> Given instruction 1
In the nested sets thread, what right value does Richard Shakespeare end up with in the desired database array?

> Provided passage
******
Dealing with nested sets in mysql?
Asked Answered
H

3

7

I have decided to follow http://www.artfulsoftware.com/mysqlbook/sampler/mysqled1ch20.html

So now I am looking for some help with the code.

I am using their data for my testing, So, I visualized the tree being like so:

    array('value' => 'Richard Shakespeare',
        array('value' => 'Henry',
            array('value' => 'Joan'),
            array('value' => 'Margaret'),
            array('value' => 'William',
                array('value' => 'Susana',
                    array('value' => 'Elizabeth Hall',
                        array('value' => 'John Bernard'))),
                array('value' => 'Hamnet'),
                array('value' => 'Judith',
                    array('value' => 'Shakespeare Quiney'),
                    array('value' => 'Richard Quiney'),
                    array('value' => 'Thomas Quiney'))),
            array('value' => 'Gilbert'),
            array('value' => 'Joan',
                array('value' => 'William Hart'),
                array('value' => 'Mary Hart'),
                array('value' => 'Thomas Hart'),
                array('value' => 'Micheal Hart')),
            array('value' => 'Anne'),
            array('value' => 'Richard'),
            array('value' => 'Edmond')),
        array('value' => 'John'));

So if we want to insert that into the database we want to end up with

Array
(
    [0] => Array
        (
            [value] => Richard Shakespeare
            [left] => 1
            [right] => 46
        )
******
> Exercise input
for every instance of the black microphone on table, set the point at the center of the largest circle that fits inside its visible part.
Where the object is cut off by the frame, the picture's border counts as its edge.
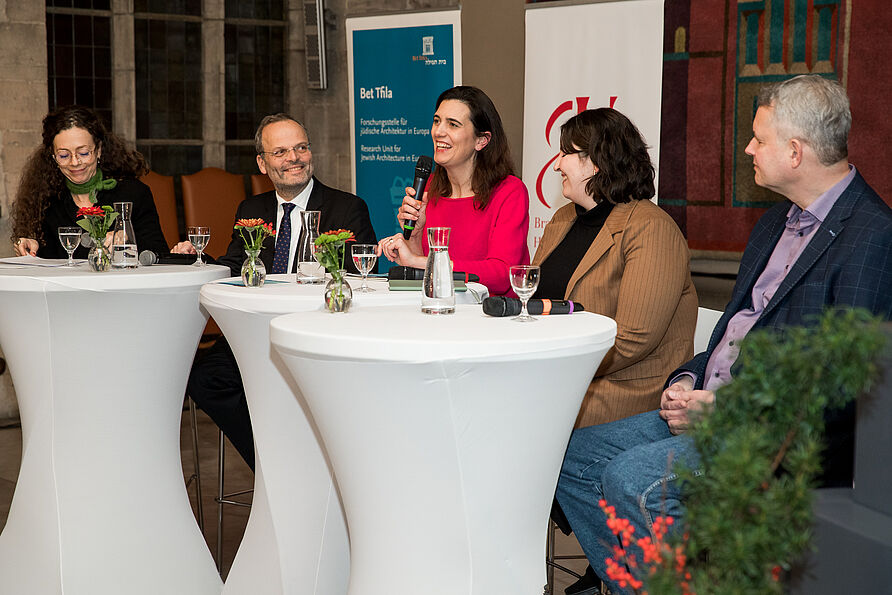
(148, 258)
(402, 273)
(422, 173)
(505, 306)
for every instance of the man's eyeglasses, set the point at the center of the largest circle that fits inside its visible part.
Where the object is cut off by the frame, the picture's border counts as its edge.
(301, 149)
(65, 157)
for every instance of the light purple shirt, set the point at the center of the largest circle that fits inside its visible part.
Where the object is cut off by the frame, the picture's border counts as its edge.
(798, 232)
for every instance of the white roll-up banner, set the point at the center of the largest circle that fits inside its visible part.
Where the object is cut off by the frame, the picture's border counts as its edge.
(584, 56)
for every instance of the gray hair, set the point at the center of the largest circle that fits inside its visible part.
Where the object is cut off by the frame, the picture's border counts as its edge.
(813, 109)
(272, 119)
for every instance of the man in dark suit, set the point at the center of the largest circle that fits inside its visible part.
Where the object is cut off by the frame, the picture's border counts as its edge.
(829, 244)
(283, 153)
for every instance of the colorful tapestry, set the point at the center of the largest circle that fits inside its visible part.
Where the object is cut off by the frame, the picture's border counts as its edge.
(717, 55)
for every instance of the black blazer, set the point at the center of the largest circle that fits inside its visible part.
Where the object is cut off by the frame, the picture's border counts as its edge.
(848, 262)
(63, 212)
(340, 210)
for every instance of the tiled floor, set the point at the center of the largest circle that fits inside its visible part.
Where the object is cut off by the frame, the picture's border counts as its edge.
(238, 476)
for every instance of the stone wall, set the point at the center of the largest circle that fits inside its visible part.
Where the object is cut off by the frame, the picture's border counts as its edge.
(23, 97)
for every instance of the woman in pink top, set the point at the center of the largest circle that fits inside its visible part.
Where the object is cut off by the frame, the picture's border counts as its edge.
(473, 190)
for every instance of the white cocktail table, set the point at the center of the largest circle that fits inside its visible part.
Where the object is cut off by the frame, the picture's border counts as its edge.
(446, 436)
(295, 542)
(100, 362)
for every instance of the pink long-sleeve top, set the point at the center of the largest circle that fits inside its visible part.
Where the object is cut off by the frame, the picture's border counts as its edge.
******
> Given instruction 2
Render everything in the records from the line containing "for every instance of the pink" down to the end of the records as a Markdown table with the columns Row and Line, leaving out blank lines.

> Complete output 1
46

> Complete output 2
| Row | Line |
|---|---|
| 1 | for every instance of the pink long-sleeve top, set the point at the center of the largest circle that fits inside its visible part. |
| 2 | Where the object is cut off by the frame, the picture's border counts as its edge. |